### Task prompt
Would you reproduce the entries exactly, including every line?

### Record excerpts
Content starts
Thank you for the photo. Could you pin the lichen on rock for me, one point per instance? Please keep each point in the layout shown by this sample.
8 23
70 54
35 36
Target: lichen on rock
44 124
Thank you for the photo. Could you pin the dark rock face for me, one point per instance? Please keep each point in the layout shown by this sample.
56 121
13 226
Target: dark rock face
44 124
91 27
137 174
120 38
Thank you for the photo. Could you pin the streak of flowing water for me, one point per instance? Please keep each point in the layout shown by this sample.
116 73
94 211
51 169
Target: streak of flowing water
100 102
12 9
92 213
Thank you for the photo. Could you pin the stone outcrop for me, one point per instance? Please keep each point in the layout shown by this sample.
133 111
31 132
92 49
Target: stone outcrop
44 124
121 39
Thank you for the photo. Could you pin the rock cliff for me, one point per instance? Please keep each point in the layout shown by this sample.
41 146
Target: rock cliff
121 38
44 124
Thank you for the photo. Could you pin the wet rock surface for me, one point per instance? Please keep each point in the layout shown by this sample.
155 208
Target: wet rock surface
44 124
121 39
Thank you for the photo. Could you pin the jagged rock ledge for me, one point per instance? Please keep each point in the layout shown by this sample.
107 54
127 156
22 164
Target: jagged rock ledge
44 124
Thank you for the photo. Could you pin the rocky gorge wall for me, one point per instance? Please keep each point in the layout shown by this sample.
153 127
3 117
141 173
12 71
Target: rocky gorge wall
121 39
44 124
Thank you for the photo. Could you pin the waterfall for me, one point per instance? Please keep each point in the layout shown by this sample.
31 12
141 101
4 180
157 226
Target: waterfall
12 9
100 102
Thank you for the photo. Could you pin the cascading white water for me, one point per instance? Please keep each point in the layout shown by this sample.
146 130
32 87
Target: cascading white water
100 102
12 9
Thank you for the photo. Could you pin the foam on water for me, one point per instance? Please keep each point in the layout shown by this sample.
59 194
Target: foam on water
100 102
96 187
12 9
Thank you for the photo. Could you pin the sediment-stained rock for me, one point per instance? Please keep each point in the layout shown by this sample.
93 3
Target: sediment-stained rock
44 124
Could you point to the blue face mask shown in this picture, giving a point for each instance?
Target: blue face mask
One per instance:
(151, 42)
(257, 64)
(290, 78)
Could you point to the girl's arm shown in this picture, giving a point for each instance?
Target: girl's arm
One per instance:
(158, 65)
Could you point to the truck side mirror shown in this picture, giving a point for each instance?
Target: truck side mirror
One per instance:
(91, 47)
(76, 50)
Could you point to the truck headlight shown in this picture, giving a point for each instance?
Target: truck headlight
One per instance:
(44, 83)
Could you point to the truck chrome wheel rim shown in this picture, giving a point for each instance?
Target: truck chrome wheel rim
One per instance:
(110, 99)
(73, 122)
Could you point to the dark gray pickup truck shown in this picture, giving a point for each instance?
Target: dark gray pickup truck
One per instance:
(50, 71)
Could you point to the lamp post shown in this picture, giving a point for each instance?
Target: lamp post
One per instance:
Content ends
### Reply
Thank you for the photo. Could you pin the lichen on rock for me, one point per instance? Please keep each point in the layout shown by this sample.
8 23
70 54
35 36
Target: lichen on rock
44 124
Thank you for the photo. Could you pin the dark rock face for me, one point per instance? Please keep each point in the layout shown by this sample.
56 121
13 226
Target: dark rock face
44 124
91 27
137 174
120 38
Thank you for the photo. Could you pin the streak of flowing water for me, one point per instance? Please keep each point in the layout shown by this sample.
116 73
94 211
51 169
Target: streak of flowing water
100 102
12 9
92 213
Thank you for the photo. Could you pin the stone outcrop for me, one point per instance? Please keep each point in the layout shown by this sample.
133 111
31 132
92 49
Target: stone outcrop
44 124
121 39
Thank you for the photo. Could you pin the rock cliff for me, one point per instance? Please keep each point in the layout shown by this sample.
41 146
Target: rock cliff
121 38
44 124
Thank you for the photo. Could you pin the wet rock surface for me, one point per instance? Please keep each point in the layout shown by this sample.
155 208
Target: wet rock surface
44 124
121 39
Thank you for the photo. Could you pin the jagged rock ledge for me, one point per instance? Please keep each point in the layout shown by this sample.
107 54
127 156
22 164
Target: jagged rock ledge
44 124
Thank you for the photo. Could you pin the rocky gorge wall for me, one point per instance? Please keep each point in the layout shown by this sample.
153 127
3 117
141 173
12 71
Target: rocky gorge wall
121 39
44 124
Thank you for the photo. Could you pin the waterfall for me, one point per instance? Please keep each point in the layout shown by this sample.
31 12
141 101
4 180
157 226
Target: waterfall
12 9
100 102
Thank you for the photo. Could you pin the cascading white water for me, one point per instance? Please keep each point in the layout shown by this sample.
146 130
32 87
Target: cascading white water
100 102
12 9
Thank you for the photo. Could you pin the foam on water for me, one point per instance? Please keep each point in the layout shown by this sample.
59 194
Target: foam on water
100 102
96 187
12 9
Thank you for the photo. Could you pin the sediment-stained rock for me, one point per instance? Please keep each point in the layout shown by this sample.
93 3
Target: sediment-stained rock
44 124
Could you point to the blue face mask shown in this picture, giving a point for each instance?
Target: blue face mask
One per instance:
(151, 42)
(257, 64)
(290, 78)
Could you point to the girl's arm shown in this picture, giving a point for each instance?
Target: girl's arm
One per instance:
(158, 65)
Could you point to the truck side mirror shown in this picture, giving a point for each instance?
Target: truck side mirror
One per instance:
(91, 47)
(76, 50)
Could you point to the truck headlight shown in this picture, giving a point for each instance?
Target: truck headlight
One per instance:
(44, 83)
Could you point to the truck chrome wheel rim shown in this picture, giving a point for each instance?
Target: truck chrome wheel rim
One per instance:
(110, 99)
(73, 122)
Could you point to the dark gray pickup truck shown in this picture, giving a point for each instance?
Target: dark gray pickup truck
One per instance:
(50, 71)
Could you point to the lamp post shown in this picture, giving a point for each instance?
Target: lamp post
One per instance:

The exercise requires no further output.